Bagaimana
konsep anarki menurut perspektif Realis, Liberalis dan Konsrtuktivis?
Konsep
anarki menurut perspektif Realisme
Nicolo
Machiavelli dan Thomas Hobbes yang meyakini bahwa manusia pada dasarnya agresif
juga didkung oleh Morgenthau yang menyatakan bahwa satu-satunya cara untk
menciptakan perdamaian dalm situasi semacan itu adalah membuat negara-negara
bersiap-siap untuk berperang. Kesiapan berperang menimbulkan efek menakuti
(deterrence) sehingga dapat mengrungkan niat suatu negara untuk memulai
serangan. Mempertahankan kepentingan keamanan nasionalnya adalah dengan
meningkatkan military poer yang dimiliki suatu Setiap negara akan memaksimalkan
posisi kekuatan (power) relatifnya dibandingkan negara lainnya atau setidaknya
tercipta balance of power. Semakin besar keuntungan kekuatan militernya akan
semakin besar pula jaminan keamanan yang dimiliki negra tersebut. Dengan
demikian hubungan internasional merupakan sebuah arena “struggle of power” antar aktor negara dalam mencapai kepentingan
nasionalnya dalam suasana kompetisi dan konflik serta perang. Dengan kata lain
terjadinya peperangan adalah sesuatu yang tidak terhindarkan. Oleh karenanya
setiap aktor akan senantiasa mempertahankan eksistensinya melalui instrument
militer dalam kondisi self-help system
dimana setiap aktor negara harus menyandarkan kekuatan militernya untuk
melindungi keamanan nasionalnya. Menurut Realisme, sebagaimana telah disinggung
di atas satu-satunya instrument untk melindungi dan negara. Dalam hal ini
kuantitas dan kualitas level of arms
yang patut dimiliki oleh actor negara merupakan sebuah solusi rasional yang
harus disediakan oleh aktor negara. Namun hal ini juga akan semakin mendorong
situasi yang semakin anarkis yang akan mendorong terciptanya security dilemma.

■ DAFTAR CATATAN ■
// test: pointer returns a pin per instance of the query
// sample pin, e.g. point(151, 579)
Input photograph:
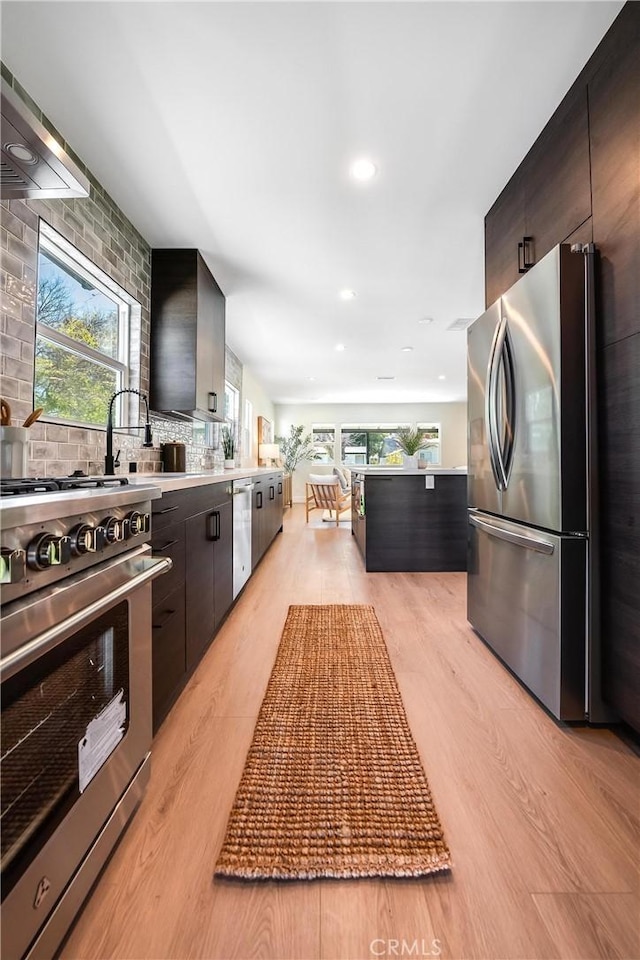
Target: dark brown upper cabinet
point(545, 201)
point(187, 336)
point(504, 229)
point(614, 119)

■ TUGAS TERTULIS 1 ■
Perbarui seluruh catatan berisi titik label di atas dengan mengganti "dark brown" menjadi "light gray", sementara bagian lainnya tetap sama. Jangan sertakan gambarnya dalam jawaban.
■ TUGAS TERTULIS 2 ■
Tuliskan kelanjutan teks bacaan mengenai konsep anarki, dimulai setelah kalimat terakhirnya.
Catatan tersebut sama sekali tidak berkaitan dengan teks bacaan mengenai konsep anarki.

■ HASIL TUGAS 1 ■
// test: pointer returns a pin per instance of the query
// sample pin, e.g. point(151, 579)
Input photograph:
Target: light gray upper cabinet
point(545, 201)
point(187, 336)
point(504, 229)
point(614, 119)

■ HASIL TUGAS 2 ■
Hierarki isu
internasional menurut kaum realis biasanya menempatkan aspek keamanan nasional
(national security) pada urutan pertama. Sehingga aspek militer dan isu-isu
politik yang berhubungan dengan keamanan nasional mendominasi perpolitikkan
dunia. Realis memusatkan perhatiannya pada potensi konflik yang ada di antara
aktor negara, dalam rangka memperhatikan atas menjaga stabilitas internasional,
mengantisipasi kemungkinan kegagalan upaya penjagaan stabilitas memperhitungkan
manfaat dari tindakan paksaan (force) sebagai salah satu cara penyelesaian
terhadap perselisihan dan memberikan perlindungan terhadap tindakan pelanggaran
wilayah perbatasan.
Menurut Kenneth Waltz
yang berhasil menciptakan pendekatan lama (Realisme, Morgenthau) diperbaharui
dengan dimasukkannya metode scientifik. Waltz meninggalkan asumsi konservatif
dari Realisme klasik yang menempatkan hakikat manusia sebagai sumber untuk
menjelaskan perilaku manusia dan memperjelas logika tentang powe politics
dengan fondasi yang lebih kuat pada struktur anarki. Neorealisme mempertegas
posisi realism yang tidak lagi merupakan suatu cara pandang
ethico-philosophical yang menekankan pada spekulasi dan refleksi tetapi cara
pandang yang mengutamakn ekspresi dalam bentuk teori yang positivis.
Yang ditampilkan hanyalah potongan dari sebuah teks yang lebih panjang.